Below is a listing to write out in full, exactly as given, without its pictures.

**********

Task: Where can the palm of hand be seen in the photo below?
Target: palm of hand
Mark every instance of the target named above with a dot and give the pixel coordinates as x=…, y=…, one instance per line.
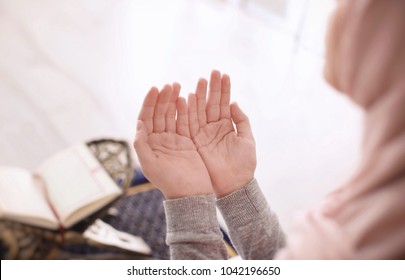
x=229, y=158
x=179, y=164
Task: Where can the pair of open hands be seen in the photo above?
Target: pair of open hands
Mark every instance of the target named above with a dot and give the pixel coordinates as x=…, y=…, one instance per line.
x=192, y=148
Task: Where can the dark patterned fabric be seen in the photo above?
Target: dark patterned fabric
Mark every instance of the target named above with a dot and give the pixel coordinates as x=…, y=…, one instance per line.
x=143, y=215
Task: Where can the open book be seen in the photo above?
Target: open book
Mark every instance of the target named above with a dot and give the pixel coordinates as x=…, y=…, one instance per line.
x=65, y=189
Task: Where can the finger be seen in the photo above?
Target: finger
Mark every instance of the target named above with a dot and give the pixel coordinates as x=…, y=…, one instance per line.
x=148, y=108
x=225, y=97
x=159, y=119
x=182, y=118
x=241, y=122
x=214, y=97
x=142, y=148
x=171, y=109
x=201, y=94
x=192, y=115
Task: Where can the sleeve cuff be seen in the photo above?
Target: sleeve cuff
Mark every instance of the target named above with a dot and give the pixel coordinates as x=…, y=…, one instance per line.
x=242, y=205
x=196, y=213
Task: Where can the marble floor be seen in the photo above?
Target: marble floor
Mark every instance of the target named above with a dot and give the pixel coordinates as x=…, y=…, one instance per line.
x=72, y=71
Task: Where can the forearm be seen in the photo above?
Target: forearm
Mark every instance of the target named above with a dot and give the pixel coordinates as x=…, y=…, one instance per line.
x=192, y=228
x=254, y=229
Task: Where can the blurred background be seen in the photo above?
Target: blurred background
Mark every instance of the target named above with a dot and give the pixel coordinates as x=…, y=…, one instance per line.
x=73, y=71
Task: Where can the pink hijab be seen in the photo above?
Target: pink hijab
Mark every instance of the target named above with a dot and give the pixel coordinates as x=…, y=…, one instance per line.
x=365, y=218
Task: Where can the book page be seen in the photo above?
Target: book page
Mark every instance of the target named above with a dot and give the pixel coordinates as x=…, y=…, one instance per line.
x=75, y=180
x=21, y=199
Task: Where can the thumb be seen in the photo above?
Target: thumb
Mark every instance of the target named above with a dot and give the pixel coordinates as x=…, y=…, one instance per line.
x=241, y=122
x=141, y=144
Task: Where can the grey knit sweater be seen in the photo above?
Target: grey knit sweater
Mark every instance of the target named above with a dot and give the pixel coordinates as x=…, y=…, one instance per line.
x=193, y=231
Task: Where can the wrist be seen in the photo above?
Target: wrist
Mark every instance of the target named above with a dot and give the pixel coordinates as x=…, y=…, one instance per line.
x=186, y=191
x=226, y=190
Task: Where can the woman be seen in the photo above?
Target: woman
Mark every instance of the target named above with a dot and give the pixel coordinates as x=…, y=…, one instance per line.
x=199, y=160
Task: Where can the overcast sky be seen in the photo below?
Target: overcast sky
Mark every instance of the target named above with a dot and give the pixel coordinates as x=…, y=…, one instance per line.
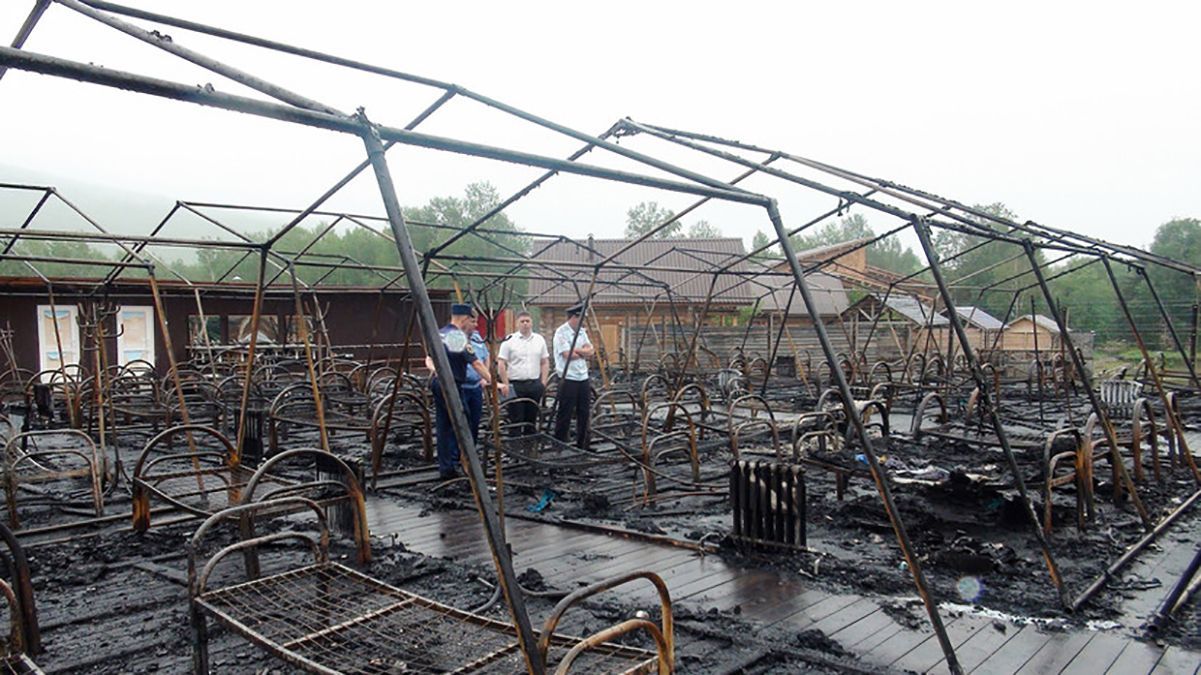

**********

## Result of this exercise
Task: Where can the palm of hand be seen in the photo below?
Target: palm of hand
Mark every instance of the target named above with a dot and give the pixel coordinates as x=…, y=…, one instance per line.
x=229, y=158
x=179, y=164
Task: Where can the pair of open hands be seen in the photo above?
Target: pair of open hands
Mark every instance of the target named above with a dot and give the pixel coordinates as x=…, y=…, one instance per line.
x=192, y=148
Task: Where can the dark patterned fabric be seen in the photo above?
Target: dark patterned fabric
Mark every instance of the target named above with a dot and give the pixel coordinates as x=…, y=…, one instance per line.
x=143, y=215
Task: Where can the open book be seen in the photo above?
Target: open book
Mark every instance of the target named above with a dot and give the pixel coordinates as x=…, y=…, one instance per line.
x=65, y=189
Task: Where can the finger be seen in the photo above?
Target: finger
Mark every instance of the target named above with a dot and give the pixel coordinates as x=…, y=…, one instance per line.
x=148, y=108
x=225, y=97
x=159, y=119
x=182, y=118
x=241, y=122
x=214, y=97
x=142, y=148
x=171, y=109
x=201, y=94
x=192, y=115
Task: Where can the sleeve cuff be seen in the photo above?
Target: sleeve cuff
Mark every instance of the target named above with a dot and give the pixel coordinates as x=…, y=…, one instance per line.
x=242, y=205
x=196, y=213
Task: Where can the marble floor be seen in the photo above?
Target: marble floor
Mark every instance of the target named above with a dot and give the pixel coordinates as x=…, y=…, one instance per line.
x=72, y=71
Task: Where can the forearm be seen in the photo above?
Target: forearm
Mark every instance of the target named above with a dot and give the pixel coordinates as x=…, y=…, one instance per line.
x=192, y=228
x=254, y=229
Task: Where can the blurred background be seen in the photo above?
Target: blurred background
Mark every instance of the target named above with a dot and give the pixel coordinates as x=…, y=…, one instance per line.
x=73, y=71
Task: Where can the pink hijab be seen in the photo above?
Target: pink hijab
Mark every instance of the target named above with a dot and give the pixel coordinates as x=…, y=…, one instance per line.
x=365, y=218
Task: Where can the book page be seen in the photo above?
Target: book page
Mark every instance of the target named above with a dot and give the pixel coordinates as x=…, y=…, one instance per line.
x=75, y=180
x=21, y=199
Task: Where can the thumb be seen in the photo above?
Target: thumb
Mark every instance of the target named above with a dot and give the pixel coordinates as x=…, y=…, one instance per line.
x=241, y=122
x=141, y=144
Task: Where can the grey knit sweater be seen in the photo above?
Target: grey knit sweater
Mark every instance of the target named above with a dot and give the pixel coordinates as x=…, y=…, one instance per line.
x=193, y=231
Task: Where can the wrist be seen in the photo above?
Target: wrist
Mark every instance of the target named above with a dot and give the pixel coordinates as x=…, y=…, one instance per line.
x=186, y=191
x=226, y=190
Task: Where can the woman be seen in the photo above?
Target: woman
Mark every instance of the target named above with a dot and give the pixel coordinates as x=…, y=…, one instance per line.
x=199, y=160
Task: Where can the overcast sky be seen in the photo below?
Target: overcast sky
Mark every instance of the target named above with a dot and give the pixel coordinates as x=…, y=…, one instance per line.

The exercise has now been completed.